** Begin Text passage **
Student Name: ______________________________


Student Number: ______________________________
Please read the instructions below.
• This is an individual exam. • This final assessment is worth 50 marks and 35% of your total
course grade. • Use clearly stated point-form to express your answers. • This is a Case Study
based assessment. Please read the other attachment which includes the Case Study to answer
the following questions. • There are 7 questions – many with multiple parts. You must answer
every question and its related parts. • Please check the course calendar for the due date of
this final deliverable.
Exam Question Values:
/8 /4 /10 /9 / 4 / 4 /11
Question 1: Question 2: Question 3: Question 4: Question 5: Question 6: Question 7:
TOTAL: /50
Question 1 (8 marks)
The OFF! Clip-on ™ is in the introduction stage of the product life cycle. Briefly discuss the
recommended marketing mix strategies for SC Johnson for their new product introduction.
Be sure you apply the product life cycle course content when answering this question.
a) Product (2 marks)
This is a mosquito repellant innovative technology with proven protection against
mosquito. It is a personal gadget characterized odorless smell that can be clipped onto the
belt purse or pant providing head to toe protection from mosquitos without spraying
anything on the skin.

b) Price (2 marks)
The product currently sells for $7.99 at retail. SC Johnson’s marginal cost is $3 and they
sell to retailers such as Walmart and Home Depot for $4.99. It has a positive differential
value of $2.00 per unit.

c) Promotion/Integrated Marketing Communication (2 marks)


It was launched to create awareness with a rating of 90% targeting adults and children.

d) Distribution/Place (2 marks)
It was distributed amongst people living in urban and sub-urban areas and rural areas.

Question 2 (4 marks)
What are the boundaries of price for the OFF! Clip-on ™ product that SC Johnson should
consider when deciding on a consumer price for this new product? Provide the lower price
boundary (a specific number) and the upper price boundary (a specific number) and briefly
explain how you arrived at each number.
a) Lower Price Boundary: record the number and how it is arrived at. Briefly explain
why this number represents the lower price boundary. (2 marks).

Answer
The lower price boundary is 4.99 which is the price that Johnson sells to retailers or whole
sellers such as wallmat and home depot putting into consideration that the cost of
production is 3
(b) Upper Price Boundary: record the number and how you arrived at it. Briefly explain
why this number represents the higher price boundary. (2 marks)
Answer
The Upper Price Boundaries is 7.99 which is the cost of selling to a retail consumer putting into
considerations that the cost of production is $3
Question 3 (10 marks)
a) What pricing strategy does SC Johnson use (neutral, skimming, penetration) for their
OFF! Clip-on ™ product? Briefly explain your thinking. (2 marks)
** End Text passage **
** Begin Dataset extract **
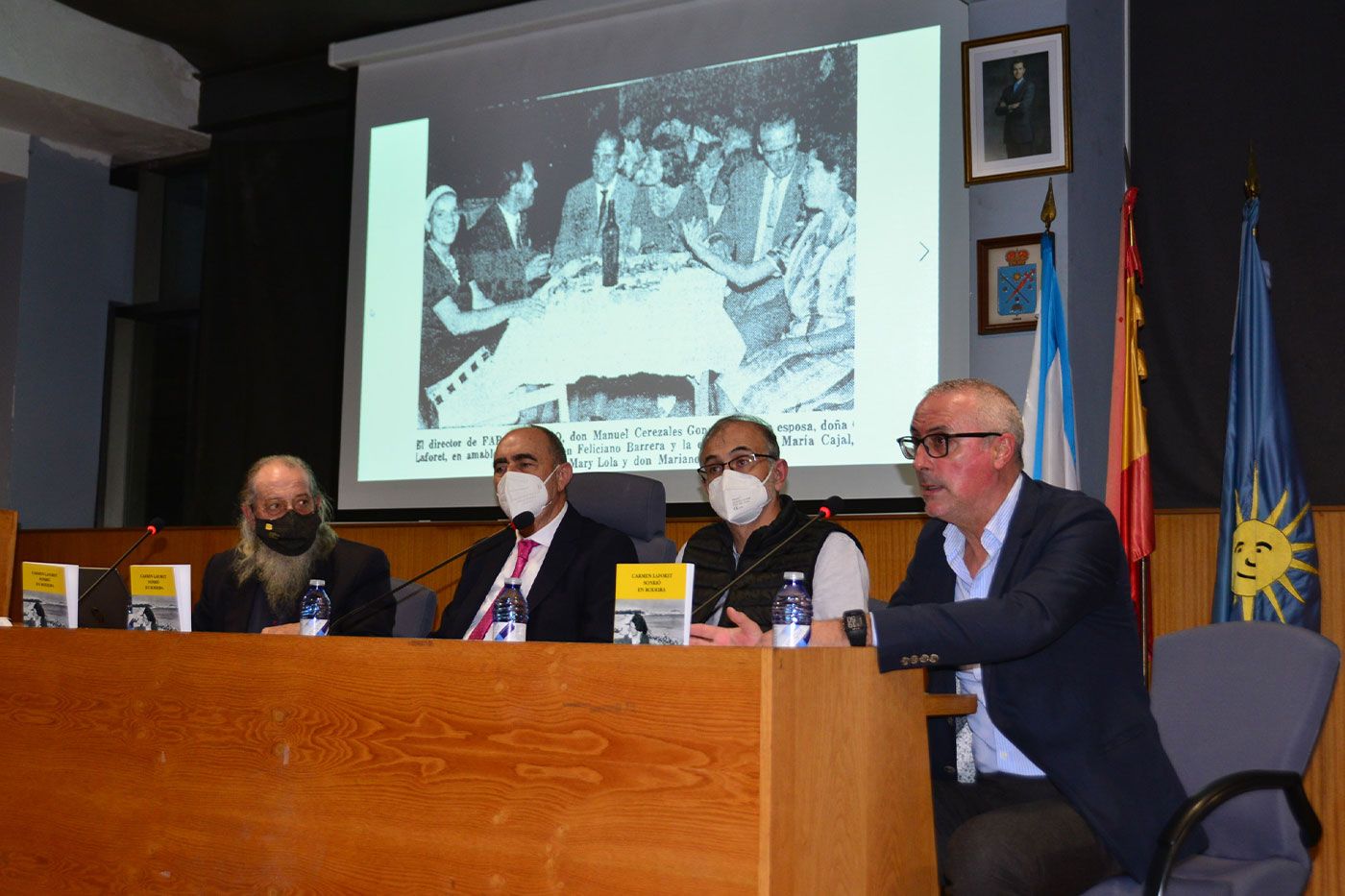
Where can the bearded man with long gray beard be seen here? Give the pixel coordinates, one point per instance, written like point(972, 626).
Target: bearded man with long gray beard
** End Dataset extract **
**Exercise objective**
Resume the OFF! Clip-on marketing exam text from the point where it stops. The listing is drawn from a different source than the exam text.

**The response**
Answer

The pricing strategy is penetration- The price of Clip-on ™ is low compared to Moskqull
and since it is a new product, it shall penetrate the market easily. It is also targeting a well
market segment (Children and adult)

b) Assume the OFF! Clip-on ™ product’s market is highly elastic. Briefly explain what
this means. (2 marks)
Answer
If the price of Clip-on ™ product goes high and closes above the higher boundary, the
expected number of buyers of the product will gradually reduce and vice versa bearing in
mind the competition from competitors (Moskqull)

c) This course teaches 8 common price segmentation hedges (including Customer


Demographics, Buyer Self-Identification, Product – Engineered, Time of Purchase,
Purchase Location, Volume or Purchase Quantity, Tie-Ins, Two Part Tariffs or
Metering). Choose one hedge that SC Johnson should apply to the OFF! Clip-on ™
product. Briefly explain your thinking. (3 marks)

Answer
Demographic: It targets people of different age (Adults and children) Race, religion,
gender, zone (rural, urban and sun-urban)

d) A key part of the Product Manager’s job is to figure out which are the ideal levers to
use to decrease price sensitivity. Which of the levers (shared cost effect, switching
costs, expenditure effect, difficult comparison effect, prices ending in 9s, fairness
effect, promotional influence, overconfidence in projecting future, framing losses and
gains, reference price effects, anchoring and end-benefit effect) that marketers have
available to influence buyer price sensitivity should SC Johnson use with their OFF!
Clip-on™? Choose one lever and briefly explain your thinking. (3 marks)

Answer
Promotional influence lever: SC Johnson business attempt to inform, persuade, or remind
consumers backing up this levers is because it is targeting at children and adults that are
active and live in suburban and rural areas.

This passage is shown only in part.